**Data provided:**
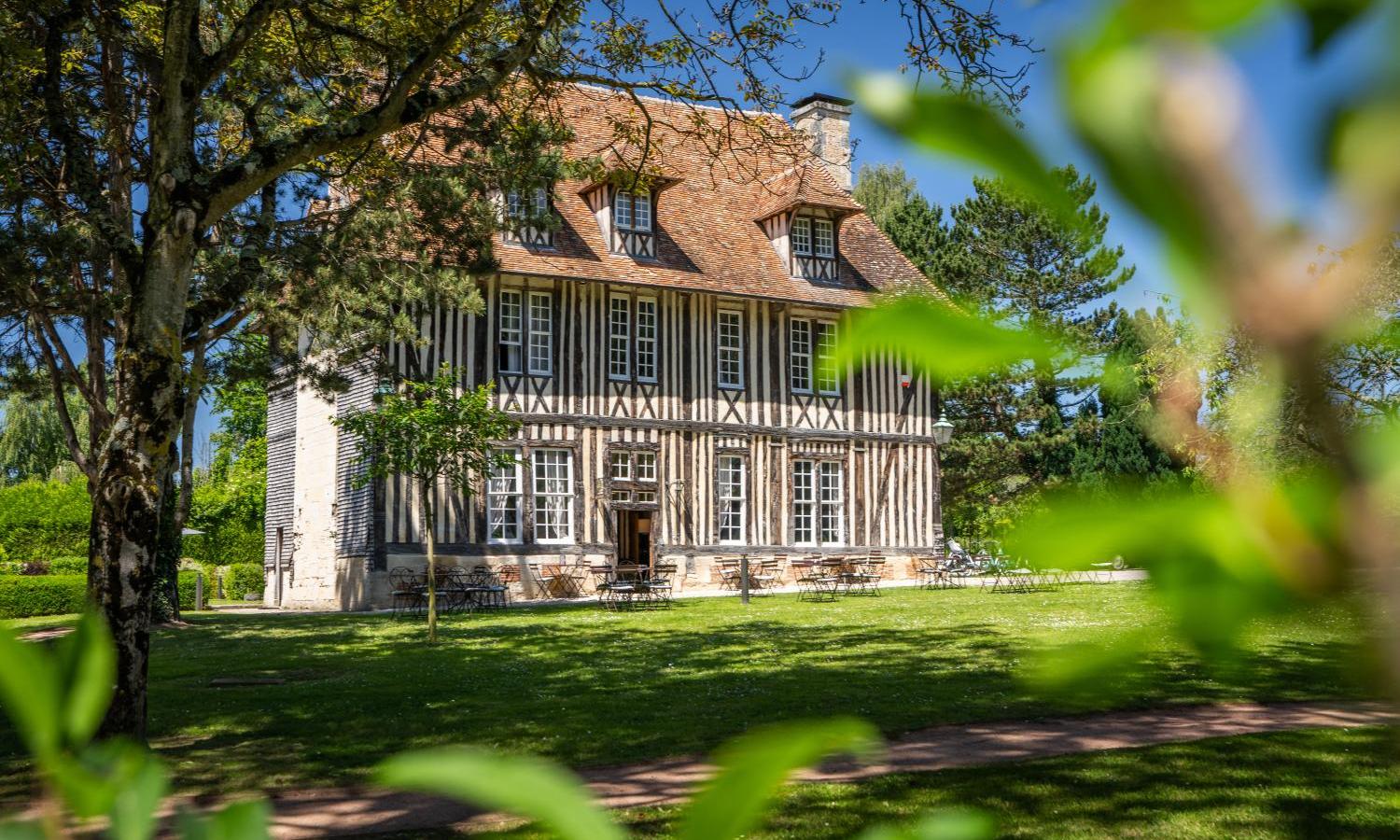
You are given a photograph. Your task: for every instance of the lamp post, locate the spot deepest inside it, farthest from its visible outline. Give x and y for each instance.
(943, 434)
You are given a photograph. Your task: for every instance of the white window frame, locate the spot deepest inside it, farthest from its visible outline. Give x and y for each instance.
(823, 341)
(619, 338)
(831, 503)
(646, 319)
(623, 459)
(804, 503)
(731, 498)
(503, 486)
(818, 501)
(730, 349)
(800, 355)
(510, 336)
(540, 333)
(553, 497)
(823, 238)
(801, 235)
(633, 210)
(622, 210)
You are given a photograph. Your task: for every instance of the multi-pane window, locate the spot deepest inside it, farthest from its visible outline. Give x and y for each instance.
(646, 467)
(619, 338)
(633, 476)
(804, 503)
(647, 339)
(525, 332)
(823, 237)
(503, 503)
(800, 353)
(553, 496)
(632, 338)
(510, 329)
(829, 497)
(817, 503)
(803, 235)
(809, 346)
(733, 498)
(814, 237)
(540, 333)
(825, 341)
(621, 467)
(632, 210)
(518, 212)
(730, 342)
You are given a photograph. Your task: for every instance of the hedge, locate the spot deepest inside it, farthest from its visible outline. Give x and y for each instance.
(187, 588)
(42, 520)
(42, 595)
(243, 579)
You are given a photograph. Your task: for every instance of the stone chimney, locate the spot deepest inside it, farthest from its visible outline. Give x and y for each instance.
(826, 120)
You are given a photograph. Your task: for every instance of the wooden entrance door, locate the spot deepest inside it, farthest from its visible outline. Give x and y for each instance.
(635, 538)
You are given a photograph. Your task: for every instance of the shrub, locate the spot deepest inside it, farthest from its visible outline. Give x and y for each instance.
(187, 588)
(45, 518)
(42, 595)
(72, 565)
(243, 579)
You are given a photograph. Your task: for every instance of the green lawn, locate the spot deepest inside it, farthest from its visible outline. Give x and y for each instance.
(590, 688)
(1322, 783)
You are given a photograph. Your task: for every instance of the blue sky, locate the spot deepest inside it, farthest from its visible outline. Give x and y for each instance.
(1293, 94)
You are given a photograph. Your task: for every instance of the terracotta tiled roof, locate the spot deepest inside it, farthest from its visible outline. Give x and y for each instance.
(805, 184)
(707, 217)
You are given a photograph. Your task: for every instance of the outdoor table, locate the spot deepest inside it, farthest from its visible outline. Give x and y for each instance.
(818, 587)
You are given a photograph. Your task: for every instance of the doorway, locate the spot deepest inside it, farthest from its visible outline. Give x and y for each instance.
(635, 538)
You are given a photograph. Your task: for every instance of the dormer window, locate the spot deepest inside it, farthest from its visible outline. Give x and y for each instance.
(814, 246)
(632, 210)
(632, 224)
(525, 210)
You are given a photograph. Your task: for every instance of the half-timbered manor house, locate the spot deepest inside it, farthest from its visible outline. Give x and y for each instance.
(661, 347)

**Written request:** The lines to reproduce run from the one that contains "of the stone" through the last line above; copy them exactly.

**Solution below:**
You are given a photograph. Your task: for every instance of the stone chimney, locate the spot deepest inside it, farthest from its visible outline. Give x and y for each instance.
(826, 120)
You are given a photograph. Your task: for every instance of the wooden entrance door, locate the spot deepest inside it, farthest from its visible outline. Give x and y for each instance.
(635, 538)
You are given a photograph. Your task: for every instance of the shrub, locate the spot deepest inside it, farthest from its visible outline. Give x and y for each instance.
(187, 588)
(45, 518)
(42, 595)
(72, 565)
(243, 579)
You are given a photograph. Your task: for every instance of the green lawn, locate the spot deepest inside it, farthest from its visible outline. Give x and y for each instance.
(590, 688)
(1322, 783)
You are given a photograph. Your task: for every instance of the blue sky, locate the spot deepest inside it, farthest from its visible outline. Give x and y for each instance.
(1293, 94)
You are given a photograph. Your task: for every instance of the terracotta tiled roof, locate the spot deepest inside it, farthest from its visible outline. Give x and y for each instance.
(805, 184)
(707, 217)
You are given a photograph. Your task: for every instance of the outdoor table, locate the spot deepest inside it, farthest from its visible outline. Give x and y for each instance.
(818, 587)
You are given a photograph. Your task: for every instance of the doorway, locate the spot deepest inside it, farthest from its visible outline. Give x and y for each instance.
(635, 538)
You are given a photograph. Your task: for every instance of the dormer window, locate the spot deepest inside it, farthest from its visible outline. Give x and y for each instance.
(814, 246)
(632, 210)
(632, 224)
(525, 210)
You are given a photograph. Your task: for every instance of the half-timbered manor house, locate the spot deepest inside it, farthest from its visible outline. Give x and y for each instance.
(661, 347)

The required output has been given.